Trecho da página:

****************

¹ note-se, ao longo do texto, o uso deliberado de alguns marcadores convencionais de gênero, posto que esse debate precisa ser aprofundado antes de resultar em exigências de uso e desuso - um dos graves vícios/carências dos projetos em voga.
 
² É importante observar que a posição de Sírio Possenti sobre esse assunto alterou-se. Aliás, vários projetos que tentam proibir o uso da linguagem neutra no país, inclusive o projeto de Willian Tonezi, na Câmara Municipal de Joinville, como também o do deputado estadual (RS) Ruy Irigaray
 utilizam uma frase antiga sua, de um artigo escrito em 2012, para sustentar suas argumentação contra esses usos. Alguém precisa avisá-los de que Possenti reviu tais posições, e essas encontram cada vez mais ecos entre os especialistas, bastando ver o número de trabalhos acadêmicos nesse sentido que vêm sendo publicados.

****************

Linhas de dados:
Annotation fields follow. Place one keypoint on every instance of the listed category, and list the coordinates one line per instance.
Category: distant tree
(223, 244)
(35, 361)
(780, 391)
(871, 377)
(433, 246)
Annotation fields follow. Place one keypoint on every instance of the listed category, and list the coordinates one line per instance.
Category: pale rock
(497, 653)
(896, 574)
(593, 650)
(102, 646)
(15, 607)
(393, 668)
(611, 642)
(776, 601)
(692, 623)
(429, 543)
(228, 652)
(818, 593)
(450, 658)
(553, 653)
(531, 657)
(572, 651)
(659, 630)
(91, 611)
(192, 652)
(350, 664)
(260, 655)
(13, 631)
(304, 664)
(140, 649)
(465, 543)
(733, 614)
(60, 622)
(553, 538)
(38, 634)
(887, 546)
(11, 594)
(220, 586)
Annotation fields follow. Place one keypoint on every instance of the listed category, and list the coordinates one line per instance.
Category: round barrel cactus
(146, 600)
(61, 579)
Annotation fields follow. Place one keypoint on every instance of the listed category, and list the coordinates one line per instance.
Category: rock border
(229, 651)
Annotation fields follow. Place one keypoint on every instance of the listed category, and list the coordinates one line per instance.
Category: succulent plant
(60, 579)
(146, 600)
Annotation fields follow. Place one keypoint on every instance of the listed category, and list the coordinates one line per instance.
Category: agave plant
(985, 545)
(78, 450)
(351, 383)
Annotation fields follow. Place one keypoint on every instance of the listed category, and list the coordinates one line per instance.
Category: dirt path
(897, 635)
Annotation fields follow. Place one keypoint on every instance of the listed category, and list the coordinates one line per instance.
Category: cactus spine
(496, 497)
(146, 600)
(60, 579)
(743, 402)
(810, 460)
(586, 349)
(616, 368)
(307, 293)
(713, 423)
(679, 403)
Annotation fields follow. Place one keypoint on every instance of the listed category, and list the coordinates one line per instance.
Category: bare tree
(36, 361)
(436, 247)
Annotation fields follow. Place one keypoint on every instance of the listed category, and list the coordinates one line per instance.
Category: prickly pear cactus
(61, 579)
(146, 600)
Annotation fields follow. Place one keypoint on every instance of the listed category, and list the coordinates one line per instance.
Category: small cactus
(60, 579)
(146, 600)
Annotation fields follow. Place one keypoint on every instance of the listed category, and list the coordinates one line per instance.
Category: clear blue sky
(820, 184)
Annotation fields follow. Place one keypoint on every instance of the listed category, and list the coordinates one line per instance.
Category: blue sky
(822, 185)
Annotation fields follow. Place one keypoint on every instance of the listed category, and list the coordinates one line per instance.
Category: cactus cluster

****************

Partes do exercício:
A. Mostre todas as linhas das entradas que contêm a palavra "rock".
B. Dê continuidade ao trecho sobre linguagem neutra a partir do ponto em que ele termina.

Lista de respostas:
A.
Category: pale rock
Category: rock border

B.
³ Um bom exemplo uso simples (e "inofensivo" à comunicação tradicional) de aplicação da linguagem neutra foi a utilização do pronome "elu" pela narradora Natália Lara para se referir a atleta Quinn, que se identifica com o gênero não-binário, em recente transmissão de futebol olímpico. Que tipo de prejuízo pode haver por conta de situações como essa? Com a palavra, os vereadores que não leem.